Directions for this task>
Write out the material exactly. Do not include the pictures.

◇ ◇ ◇

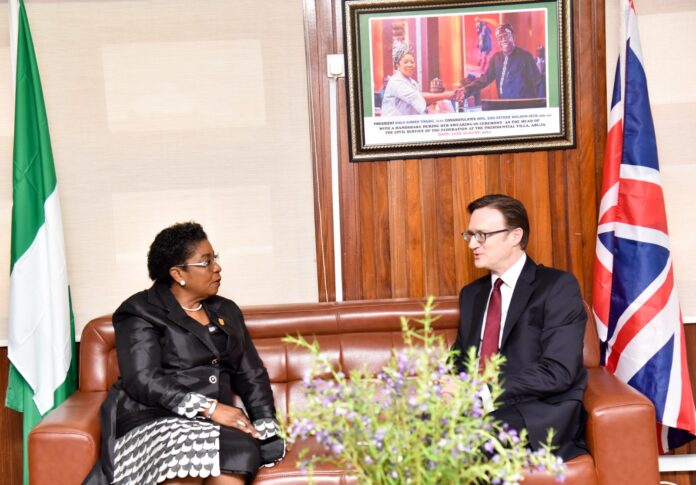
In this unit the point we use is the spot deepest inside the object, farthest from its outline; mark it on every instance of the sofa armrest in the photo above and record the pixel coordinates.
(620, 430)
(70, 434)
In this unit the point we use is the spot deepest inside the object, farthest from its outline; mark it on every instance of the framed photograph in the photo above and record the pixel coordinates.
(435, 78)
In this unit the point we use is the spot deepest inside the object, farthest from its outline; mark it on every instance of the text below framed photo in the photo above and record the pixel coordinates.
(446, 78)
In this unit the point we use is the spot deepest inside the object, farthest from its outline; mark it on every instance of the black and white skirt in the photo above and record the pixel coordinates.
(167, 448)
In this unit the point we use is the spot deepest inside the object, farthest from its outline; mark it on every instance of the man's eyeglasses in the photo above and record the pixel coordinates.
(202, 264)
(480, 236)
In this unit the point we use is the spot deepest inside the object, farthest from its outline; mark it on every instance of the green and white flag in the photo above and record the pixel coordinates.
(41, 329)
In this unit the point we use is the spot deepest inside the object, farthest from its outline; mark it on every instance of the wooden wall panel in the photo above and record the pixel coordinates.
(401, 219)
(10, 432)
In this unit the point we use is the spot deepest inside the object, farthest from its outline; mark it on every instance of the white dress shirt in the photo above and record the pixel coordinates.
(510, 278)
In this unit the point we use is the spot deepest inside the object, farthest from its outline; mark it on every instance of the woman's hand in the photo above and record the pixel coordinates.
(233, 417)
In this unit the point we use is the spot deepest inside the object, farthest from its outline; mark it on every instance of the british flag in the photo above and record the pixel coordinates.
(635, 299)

◇ ◇ ◇

Solved exercise>
In this unit the point we use is the spot deepest inside the object, farthest from its outline; mark it on every instance of the sofa armrest in the photo above and record the pixel coordinates.
(620, 430)
(70, 434)
In this unit the point we use is the spot deepest inside the object, farthest from its outline; mark it on every instance of the framed photograph in the photo above and record the pixel coordinates.
(435, 78)
In this unit the point we use is the spot deepest inside the object, farthest from its outline; mark it on every instance of the text below framed photo in the photo above and record the pixel coordinates.
(446, 78)
In this unit the point we use is the spot deepest inside the object, farthest from its outline; mark it on every instance of the black and white skirt in the photo above and record the pixel coordinates.
(167, 448)
In this unit the point we use is the spot deepest inside the object, farthest from its outline; mark it on every instance of the man's eyeglasses in the photo above and record the pixel coordinates.
(202, 264)
(480, 236)
In this unit the point we use is the spot deepest inside the object, farthest from its outline; mark it on every instance of the green and white flag in the photo above and record the pixel coordinates.
(41, 329)
In this unit the point we use is the spot deepest inside the object, farthest from its outline; mark it on every instance of the wooden wall panel in the photo above and record the pixel coordinates.
(401, 219)
(10, 432)
In this unit the point we use is the spot deepest inside the object, farthest from its outline; mark it on every instance of the white dress shirt in the photo above and record the pixel coordinates.
(510, 278)
In this unit the point we use is the spot deepest inside the object, farthest from its outline; mark it on every instance of the woman's hand in the photo above and record the pixel coordinates.
(233, 417)
In this unit the point we use is the spot deepest inside the object, farthest from its outline; mark it on every instance of the british flag in the photo above and record the pixel coordinates.
(635, 299)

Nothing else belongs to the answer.